§ Page text:
The 2009–10 flu pandemic in Norway marked the initial phase of a new influenza pandemic. This pandemic began in the spring of 2009, the illness appeared in tourists returning from affected areas. By the summer of 2009, local person-to-person transmission within Norway was established. Soon thereafter, the number of patients being tested for swine flu exceeded capacity, and authorities recommended that only patients with severe symptoms be tested. The first Norwegian death from swine flu was reported in early September 2009.

Norway was notable among the Scandinavian countries for a high number of swine flu deaths—29 deaths as of January 4, 2010.[citation needed] All 19 counties of Norway had confirmed cases, and deaths occurred in five of the counties[citation needed]. Only Svalbard (an archipelago midway between Norway and the North Pole) had no reported cases of swine flu[citation needed]. About 10 million doses of flu vaccine were ordered from the pharmaceutical industry when the World Health Organization declared a pandemic[citation needed]. The first vaccination campaign started in Bergen, on October 22, 2009, with several hundred people queuing up[citation needed]. The flu was given widespread media coverage and the Norwegian government published a tally of laboratory-confirmed cases of swine flu, but made clear that this was an underestimation[citation needed][citation needed].

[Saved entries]
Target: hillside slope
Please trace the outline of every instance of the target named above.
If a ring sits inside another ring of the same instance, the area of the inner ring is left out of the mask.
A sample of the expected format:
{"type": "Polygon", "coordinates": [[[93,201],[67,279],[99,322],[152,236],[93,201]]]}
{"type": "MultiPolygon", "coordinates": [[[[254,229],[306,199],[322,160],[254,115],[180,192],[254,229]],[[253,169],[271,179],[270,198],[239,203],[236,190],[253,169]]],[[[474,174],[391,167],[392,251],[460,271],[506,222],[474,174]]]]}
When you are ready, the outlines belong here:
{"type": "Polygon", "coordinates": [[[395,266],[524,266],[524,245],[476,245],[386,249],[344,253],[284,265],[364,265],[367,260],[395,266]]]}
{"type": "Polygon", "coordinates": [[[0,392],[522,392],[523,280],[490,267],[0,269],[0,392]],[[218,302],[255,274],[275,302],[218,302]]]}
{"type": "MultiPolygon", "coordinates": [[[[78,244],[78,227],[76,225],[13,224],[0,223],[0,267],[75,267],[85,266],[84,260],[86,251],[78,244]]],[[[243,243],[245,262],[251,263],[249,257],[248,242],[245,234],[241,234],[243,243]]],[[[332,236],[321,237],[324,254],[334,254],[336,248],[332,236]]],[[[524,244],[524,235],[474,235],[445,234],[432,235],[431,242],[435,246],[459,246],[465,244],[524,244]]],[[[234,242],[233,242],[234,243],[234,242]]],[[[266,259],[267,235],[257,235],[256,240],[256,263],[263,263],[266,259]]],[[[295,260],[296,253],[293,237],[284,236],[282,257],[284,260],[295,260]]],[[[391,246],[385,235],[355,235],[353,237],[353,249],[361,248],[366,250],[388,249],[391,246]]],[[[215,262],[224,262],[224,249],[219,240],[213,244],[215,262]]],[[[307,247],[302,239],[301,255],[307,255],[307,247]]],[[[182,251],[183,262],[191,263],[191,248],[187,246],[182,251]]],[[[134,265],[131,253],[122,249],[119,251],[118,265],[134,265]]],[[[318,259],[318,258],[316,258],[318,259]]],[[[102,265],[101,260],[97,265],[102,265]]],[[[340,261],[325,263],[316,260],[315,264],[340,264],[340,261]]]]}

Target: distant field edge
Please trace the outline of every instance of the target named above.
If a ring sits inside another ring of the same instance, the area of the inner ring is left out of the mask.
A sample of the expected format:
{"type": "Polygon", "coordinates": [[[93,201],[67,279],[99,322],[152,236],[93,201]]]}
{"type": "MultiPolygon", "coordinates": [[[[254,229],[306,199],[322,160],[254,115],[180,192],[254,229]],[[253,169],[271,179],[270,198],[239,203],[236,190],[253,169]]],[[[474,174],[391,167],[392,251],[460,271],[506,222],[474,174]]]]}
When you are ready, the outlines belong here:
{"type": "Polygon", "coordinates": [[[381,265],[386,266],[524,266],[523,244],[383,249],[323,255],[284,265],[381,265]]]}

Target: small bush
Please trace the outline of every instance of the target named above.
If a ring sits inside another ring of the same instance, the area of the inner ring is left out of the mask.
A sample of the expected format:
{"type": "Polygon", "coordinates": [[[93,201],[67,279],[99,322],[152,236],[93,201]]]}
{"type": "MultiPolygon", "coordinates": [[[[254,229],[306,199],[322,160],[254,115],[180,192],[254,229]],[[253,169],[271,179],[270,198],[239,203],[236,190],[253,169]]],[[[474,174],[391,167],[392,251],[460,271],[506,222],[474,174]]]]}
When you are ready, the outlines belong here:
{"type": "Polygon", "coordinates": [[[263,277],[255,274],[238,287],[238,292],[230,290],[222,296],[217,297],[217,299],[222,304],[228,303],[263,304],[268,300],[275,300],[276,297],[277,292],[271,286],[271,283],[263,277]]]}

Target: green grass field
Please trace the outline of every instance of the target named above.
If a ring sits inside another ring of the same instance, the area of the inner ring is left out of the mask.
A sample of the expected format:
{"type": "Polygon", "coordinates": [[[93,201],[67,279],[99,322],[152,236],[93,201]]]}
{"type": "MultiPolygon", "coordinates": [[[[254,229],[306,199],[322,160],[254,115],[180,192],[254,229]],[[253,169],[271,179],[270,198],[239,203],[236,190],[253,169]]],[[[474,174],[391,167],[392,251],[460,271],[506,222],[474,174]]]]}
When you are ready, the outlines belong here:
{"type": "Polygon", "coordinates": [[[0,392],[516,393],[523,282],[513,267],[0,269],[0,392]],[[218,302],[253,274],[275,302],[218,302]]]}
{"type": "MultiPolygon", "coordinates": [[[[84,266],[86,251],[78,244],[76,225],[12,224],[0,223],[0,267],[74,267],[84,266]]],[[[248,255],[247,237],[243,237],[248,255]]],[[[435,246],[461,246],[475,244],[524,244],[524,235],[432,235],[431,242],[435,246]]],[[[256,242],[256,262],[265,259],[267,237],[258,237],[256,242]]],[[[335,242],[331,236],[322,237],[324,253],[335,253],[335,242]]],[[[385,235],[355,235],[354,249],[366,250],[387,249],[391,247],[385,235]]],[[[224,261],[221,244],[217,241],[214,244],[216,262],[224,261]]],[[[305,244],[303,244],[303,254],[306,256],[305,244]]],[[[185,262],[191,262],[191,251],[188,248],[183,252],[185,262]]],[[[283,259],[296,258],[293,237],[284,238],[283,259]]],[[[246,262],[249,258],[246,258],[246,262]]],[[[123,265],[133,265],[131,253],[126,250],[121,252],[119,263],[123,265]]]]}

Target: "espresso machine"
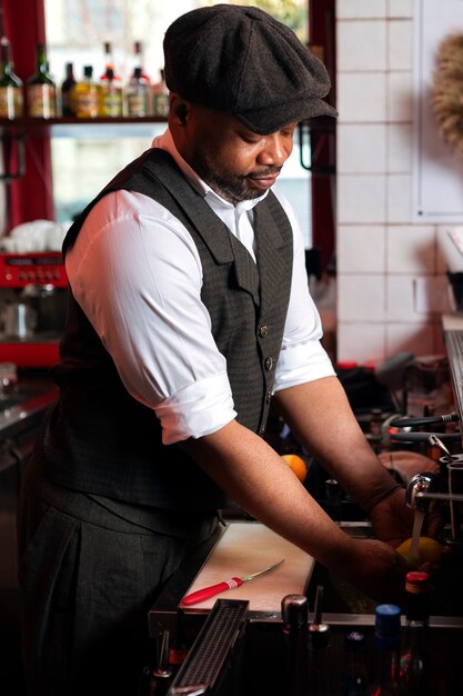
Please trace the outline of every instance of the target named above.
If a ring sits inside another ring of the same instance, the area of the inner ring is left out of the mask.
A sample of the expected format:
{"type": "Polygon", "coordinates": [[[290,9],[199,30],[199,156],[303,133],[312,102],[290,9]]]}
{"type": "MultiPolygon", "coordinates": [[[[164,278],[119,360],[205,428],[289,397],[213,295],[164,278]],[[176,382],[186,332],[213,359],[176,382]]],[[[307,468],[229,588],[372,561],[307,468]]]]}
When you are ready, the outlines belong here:
{"type": "Polygon", "coordinates": [[[59,251],[0,253],[0,361],[50,367],[64,328],[67,275],[59,251]]]}

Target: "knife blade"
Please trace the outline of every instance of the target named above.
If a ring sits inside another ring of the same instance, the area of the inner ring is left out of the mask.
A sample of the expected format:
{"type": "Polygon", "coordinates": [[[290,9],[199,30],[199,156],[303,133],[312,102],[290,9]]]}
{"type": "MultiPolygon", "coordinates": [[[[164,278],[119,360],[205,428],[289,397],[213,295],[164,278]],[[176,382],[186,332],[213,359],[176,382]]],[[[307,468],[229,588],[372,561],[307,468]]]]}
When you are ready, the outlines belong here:
{"type": "Polygon", "coordinates": [[[209,587],[203,587],[202,589],[198,589],[197,591],[191,593],[190,595],[187,595],[185,597],[183,597],[180,604],[183,606],[190,606],[192,604],[200,604],[201,601],[205,601],[210,597],[214,597],[215,595],[219,595],[220,593],[223,593],[227,589],[234,589],[235,587],[241,587],[243,583],[249,583],[250,580],[253,580],[254,578],[261,575],[265,575],[266,573],[270,573],[274,568],[278,568],[278,566],[281,566],[283,561],[284,561],[284,558],[282,558],[281,560],[278,560],[276,563],[273,563],[271,566],[268,566],[266,568],[263,568],[263,570],[258,570],[256,573],[252,573],[251,575],[248,575],[246,577],[241,577],[241,578],[231,577],[228,580],[218,583],[217,585],[209,585],[209,587]]]}

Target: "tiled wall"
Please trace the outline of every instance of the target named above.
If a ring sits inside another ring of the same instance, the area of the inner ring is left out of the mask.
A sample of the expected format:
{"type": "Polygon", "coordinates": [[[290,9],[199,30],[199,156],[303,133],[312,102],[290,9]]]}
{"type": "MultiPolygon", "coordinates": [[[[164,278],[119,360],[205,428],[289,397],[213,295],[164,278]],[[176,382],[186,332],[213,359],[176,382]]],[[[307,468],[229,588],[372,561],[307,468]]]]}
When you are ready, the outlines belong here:
{"type": "Polygon", "coordinates": [[[412,216],[413,4],[336,2],[339,360],[444,352],[445,230],[412,216]]]}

§ Goal of the exercise: According to the page text on the flu pandemic in Norway, where and on what date did the first vaccination campaign start? The records have no role here.

§ Answer space: It started in Bergen on October 22, 2009.